Monday, April 06, 2020

Anonymous Asks (87)

“Are our dreams from God?”

There are all kinds of theories about what dreams are, what they mean, and the purpose they serve for human beings. One theory is that dreams are our brains attempting to derive meaning from meaningless stimuli, attempting to create order out of chaos. Sigmund Freud saw them as a window into the unconscious. Psychologist Rosalind Cartwright says dreams “help us process new, emotionally important information and add it to our conceptual memory system”. Sleep scientist Robert Stickgold says there is “precious little on which dream researchers agree”.

That about sums it up. From a scientific perspective, the answer is that we don’t know what purpose dreams serve, or if they mean anything at all. Where dreams are concerned, we cannot be certain about much of anything.

Meaningless Dreams

From a Christian perspective, it should be evident that if God created man with the capacity to dream, then dreams surely serve a useful purpose, even if it is merely to allow us to burn off our excess mental energy. But believing that is quite different from believing our nightly reveries are messages to us from God. There is no biblically sound logic that would lead me to conclude my dreams of a zombie apocalypse, of falling off a cliff, of accidentally going to school in my underwear, or of being stuck in the back seat of a speeding car with no driver have any spiritual meaning beyond what seems obvious to me, which is that I need to learn to trust God more fully and completely.

----------

◆ PROBLEMS TO SOLVE
[A] Answer these questions from the passage on dreams:
(i) Who saw dreams as a window into the unconscious?
(ii) According to sleep scientist Robert Stickgold, what is there precious little of?
(iii) What does the writer say is the obvious meaning of the listed dreams?
[B] Copy everything in the passage on dreams from "From a Christian" down to "fully and completely.".

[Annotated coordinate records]
----------

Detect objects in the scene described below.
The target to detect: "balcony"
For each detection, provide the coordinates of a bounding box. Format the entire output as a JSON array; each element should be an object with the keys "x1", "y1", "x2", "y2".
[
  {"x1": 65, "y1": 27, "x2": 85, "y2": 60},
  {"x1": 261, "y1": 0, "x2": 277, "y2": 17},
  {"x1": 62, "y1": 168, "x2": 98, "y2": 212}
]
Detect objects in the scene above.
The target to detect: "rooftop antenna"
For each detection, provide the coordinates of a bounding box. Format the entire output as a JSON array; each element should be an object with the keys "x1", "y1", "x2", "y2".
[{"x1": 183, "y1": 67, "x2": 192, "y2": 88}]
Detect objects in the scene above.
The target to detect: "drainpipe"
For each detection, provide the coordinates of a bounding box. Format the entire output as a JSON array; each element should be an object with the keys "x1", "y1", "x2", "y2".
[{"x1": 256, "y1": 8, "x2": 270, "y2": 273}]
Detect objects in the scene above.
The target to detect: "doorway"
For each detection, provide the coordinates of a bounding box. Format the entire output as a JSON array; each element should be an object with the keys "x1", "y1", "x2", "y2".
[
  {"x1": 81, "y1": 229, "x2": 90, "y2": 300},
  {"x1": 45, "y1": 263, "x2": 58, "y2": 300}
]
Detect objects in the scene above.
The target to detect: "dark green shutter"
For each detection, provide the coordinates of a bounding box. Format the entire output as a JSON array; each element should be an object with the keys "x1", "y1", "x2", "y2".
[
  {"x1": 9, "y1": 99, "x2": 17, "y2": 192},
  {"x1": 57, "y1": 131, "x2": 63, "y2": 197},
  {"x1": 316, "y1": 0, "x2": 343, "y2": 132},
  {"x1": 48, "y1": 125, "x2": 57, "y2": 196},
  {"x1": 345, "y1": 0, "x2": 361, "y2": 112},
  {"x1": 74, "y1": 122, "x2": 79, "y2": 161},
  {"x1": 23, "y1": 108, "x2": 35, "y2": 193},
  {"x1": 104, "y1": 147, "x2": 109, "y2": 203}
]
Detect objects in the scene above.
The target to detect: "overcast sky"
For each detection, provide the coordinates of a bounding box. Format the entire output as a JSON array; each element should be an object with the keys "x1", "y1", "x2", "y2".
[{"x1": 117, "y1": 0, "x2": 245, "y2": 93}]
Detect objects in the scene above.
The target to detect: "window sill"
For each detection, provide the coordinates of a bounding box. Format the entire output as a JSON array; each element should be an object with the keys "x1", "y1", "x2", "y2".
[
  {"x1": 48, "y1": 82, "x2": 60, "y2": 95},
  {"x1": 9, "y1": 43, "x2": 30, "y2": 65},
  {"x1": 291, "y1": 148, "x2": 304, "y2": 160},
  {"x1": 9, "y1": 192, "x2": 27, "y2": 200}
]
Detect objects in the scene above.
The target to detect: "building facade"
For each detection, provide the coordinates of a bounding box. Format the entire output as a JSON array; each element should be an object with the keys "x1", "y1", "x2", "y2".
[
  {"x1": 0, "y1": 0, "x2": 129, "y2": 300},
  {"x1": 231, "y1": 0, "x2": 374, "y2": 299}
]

----------

◆ ANSWERS PER TASK
[A]
(i) Sigmund Freud
(ii) Precious little on which dream researchers agree
(iii) That the writer needs to learn to trust God more fully and completely

[B]
From a Christian perspective, it should be evident that if God created man with the capacity to dream, then dreams surely serve a useful purpose, even if it is merely to allow us to burn off our excess mental energy. But believing that is quite different from believing our nightly reveries are messages to us from God. There is no biblically sound logic that would lead me to conclude my dreams of a zombie apocalypse, of falling off a cliff, of accidentally going to school in my underwear, or of being stuck in the back seat of a speeding car with no driver have any spiritual meaning beyond what seems obvious to me, which is that I need to learn to trust God more fully and completely.